> [EXPLORE THE MATERIAL]
- A) Answer these questions from the passage about ARAS Online:
(i) What does the new "architecture" of ARAS Online envision?
(ii) What will the upcoming projects ask the audience to do?
(iii) Besides bringing material from different parts of the world into dialogue, what else does "cross cultural" refer to?
- B) Quote the passage about ARAS Online, starting with "The capacity for" and going on through "perspectives and traditions.".

> [EXCERPTED TEXT]

As we have all become aware in the past decade, digitization and the Internet have revolutionized the way in which we communicate and transmit information, especially information in a visual form. The opportunities for creative projects related to symbolic imagery are enormous and ARAS Online wants to realize its potential to present this kind of material to a growing audience. A new "architecture" of ARAS Online envisions a series of "spaces" that will present special topics and projects. Our goal is to continue to make ARAS a useful instrument for the study of archetypal material from all ages and cultures, including increasing our focus on symbolic imagery relevant to contemporary concerns of the individual and society.
 
The capacity for cross-cultural perspectives is exponentially increased with worldwide internet access and we want to tap into that potential by beginning to explore ways of encouraging our users to contribute material to ARAS Online. We will be announcing new projects in the near future that ask you - our audience - to contribute material in specified formats. And "cross cultural" not only refers to bringing material from different parts of the world into dialogue with one another but also from different intellectual and psychological perspectives and traditions.

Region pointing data
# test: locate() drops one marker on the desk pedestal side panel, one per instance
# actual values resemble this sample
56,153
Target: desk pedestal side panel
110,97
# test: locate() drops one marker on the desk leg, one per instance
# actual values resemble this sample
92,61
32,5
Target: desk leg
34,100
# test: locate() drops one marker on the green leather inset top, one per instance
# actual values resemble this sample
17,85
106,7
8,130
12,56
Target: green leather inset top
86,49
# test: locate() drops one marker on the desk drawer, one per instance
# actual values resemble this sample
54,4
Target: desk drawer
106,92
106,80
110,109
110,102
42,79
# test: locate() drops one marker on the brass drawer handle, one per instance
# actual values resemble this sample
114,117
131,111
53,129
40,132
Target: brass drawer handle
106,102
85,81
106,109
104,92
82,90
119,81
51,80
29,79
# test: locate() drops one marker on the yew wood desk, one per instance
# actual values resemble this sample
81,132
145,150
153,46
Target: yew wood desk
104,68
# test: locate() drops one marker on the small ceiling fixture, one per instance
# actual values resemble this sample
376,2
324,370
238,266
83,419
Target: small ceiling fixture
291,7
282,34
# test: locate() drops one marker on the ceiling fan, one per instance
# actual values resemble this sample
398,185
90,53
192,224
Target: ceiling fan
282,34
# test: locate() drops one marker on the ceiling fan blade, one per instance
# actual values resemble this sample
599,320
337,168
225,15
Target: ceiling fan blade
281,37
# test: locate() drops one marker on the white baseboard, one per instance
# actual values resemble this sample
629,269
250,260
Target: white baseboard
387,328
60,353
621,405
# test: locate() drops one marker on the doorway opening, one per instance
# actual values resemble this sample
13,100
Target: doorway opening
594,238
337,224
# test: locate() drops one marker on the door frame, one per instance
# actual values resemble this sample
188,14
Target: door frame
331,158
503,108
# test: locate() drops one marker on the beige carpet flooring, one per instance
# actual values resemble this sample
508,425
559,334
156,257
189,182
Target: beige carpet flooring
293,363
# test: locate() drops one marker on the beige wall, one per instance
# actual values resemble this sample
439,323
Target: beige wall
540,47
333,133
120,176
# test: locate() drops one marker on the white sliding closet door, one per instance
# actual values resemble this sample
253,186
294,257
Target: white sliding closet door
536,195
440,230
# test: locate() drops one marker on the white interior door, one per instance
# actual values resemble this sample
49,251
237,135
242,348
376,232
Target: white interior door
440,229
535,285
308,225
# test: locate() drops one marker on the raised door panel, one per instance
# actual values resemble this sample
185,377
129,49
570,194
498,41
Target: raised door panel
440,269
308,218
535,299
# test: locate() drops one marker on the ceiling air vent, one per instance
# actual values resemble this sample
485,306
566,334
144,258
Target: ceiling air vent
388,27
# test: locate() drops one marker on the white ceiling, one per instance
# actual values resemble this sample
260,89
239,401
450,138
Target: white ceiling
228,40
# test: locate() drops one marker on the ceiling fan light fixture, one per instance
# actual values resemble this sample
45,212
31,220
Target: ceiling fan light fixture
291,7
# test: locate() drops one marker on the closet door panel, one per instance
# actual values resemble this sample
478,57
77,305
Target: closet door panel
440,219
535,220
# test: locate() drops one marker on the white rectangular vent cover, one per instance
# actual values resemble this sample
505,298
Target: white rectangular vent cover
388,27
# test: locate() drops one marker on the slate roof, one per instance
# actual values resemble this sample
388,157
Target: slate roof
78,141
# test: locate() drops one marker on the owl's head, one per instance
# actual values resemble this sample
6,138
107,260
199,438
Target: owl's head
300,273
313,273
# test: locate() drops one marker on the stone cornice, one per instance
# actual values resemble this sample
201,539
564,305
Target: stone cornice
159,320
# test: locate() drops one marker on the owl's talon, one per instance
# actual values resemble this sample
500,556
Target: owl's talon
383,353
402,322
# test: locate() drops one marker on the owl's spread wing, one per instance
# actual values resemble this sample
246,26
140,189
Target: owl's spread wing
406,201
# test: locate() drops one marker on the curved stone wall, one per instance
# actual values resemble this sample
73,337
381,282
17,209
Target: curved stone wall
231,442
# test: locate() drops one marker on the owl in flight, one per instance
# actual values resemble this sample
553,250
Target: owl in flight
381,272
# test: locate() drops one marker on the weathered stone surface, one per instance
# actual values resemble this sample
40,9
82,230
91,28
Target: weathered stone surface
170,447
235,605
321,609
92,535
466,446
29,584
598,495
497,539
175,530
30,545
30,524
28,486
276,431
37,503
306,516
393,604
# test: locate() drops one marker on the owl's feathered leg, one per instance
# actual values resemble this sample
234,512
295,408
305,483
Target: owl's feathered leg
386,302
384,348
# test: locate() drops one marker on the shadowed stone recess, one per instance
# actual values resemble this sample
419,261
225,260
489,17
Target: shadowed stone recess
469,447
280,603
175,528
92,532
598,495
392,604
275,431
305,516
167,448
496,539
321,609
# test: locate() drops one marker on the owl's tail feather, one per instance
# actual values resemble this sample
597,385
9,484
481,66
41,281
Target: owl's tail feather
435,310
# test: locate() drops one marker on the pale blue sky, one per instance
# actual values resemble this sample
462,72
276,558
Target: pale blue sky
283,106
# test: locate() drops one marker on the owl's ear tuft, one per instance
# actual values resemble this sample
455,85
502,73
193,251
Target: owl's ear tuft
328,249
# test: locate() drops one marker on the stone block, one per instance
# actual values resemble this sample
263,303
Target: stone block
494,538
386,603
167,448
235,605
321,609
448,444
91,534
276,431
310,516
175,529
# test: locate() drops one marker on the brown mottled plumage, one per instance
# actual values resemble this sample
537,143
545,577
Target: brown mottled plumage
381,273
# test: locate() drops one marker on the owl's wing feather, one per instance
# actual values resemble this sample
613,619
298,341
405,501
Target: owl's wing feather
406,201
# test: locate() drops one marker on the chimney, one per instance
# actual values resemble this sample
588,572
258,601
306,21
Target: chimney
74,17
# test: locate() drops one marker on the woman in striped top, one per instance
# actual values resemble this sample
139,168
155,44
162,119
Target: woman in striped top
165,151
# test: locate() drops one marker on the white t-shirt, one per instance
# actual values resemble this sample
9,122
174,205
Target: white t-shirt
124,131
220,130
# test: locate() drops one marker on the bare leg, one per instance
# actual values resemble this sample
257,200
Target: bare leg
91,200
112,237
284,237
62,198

> [TASK ANSWERS]
- A)
(i) A series of "spaces" that will present special topics and projects.
(ii) Contribute material in specified formats.
(iii) Bringing material from different intellectual and psychological perspectives and traditions into dialogue with one another.

- B)
The capacity for cross-cultural perspectives is exponentially increased with worldwide internet access and we want to tap into that potential by beginning to explore ways of encouraging our users to contribute material to ARAS Online. We will be announcing new projects in the near future that ask you - our audience - to contribute material in specified formats. And "cross cultural" not only refers to bringing material from different parts of the world into dialogue with one another but also from different intellectual and psychological perspectives and traditions.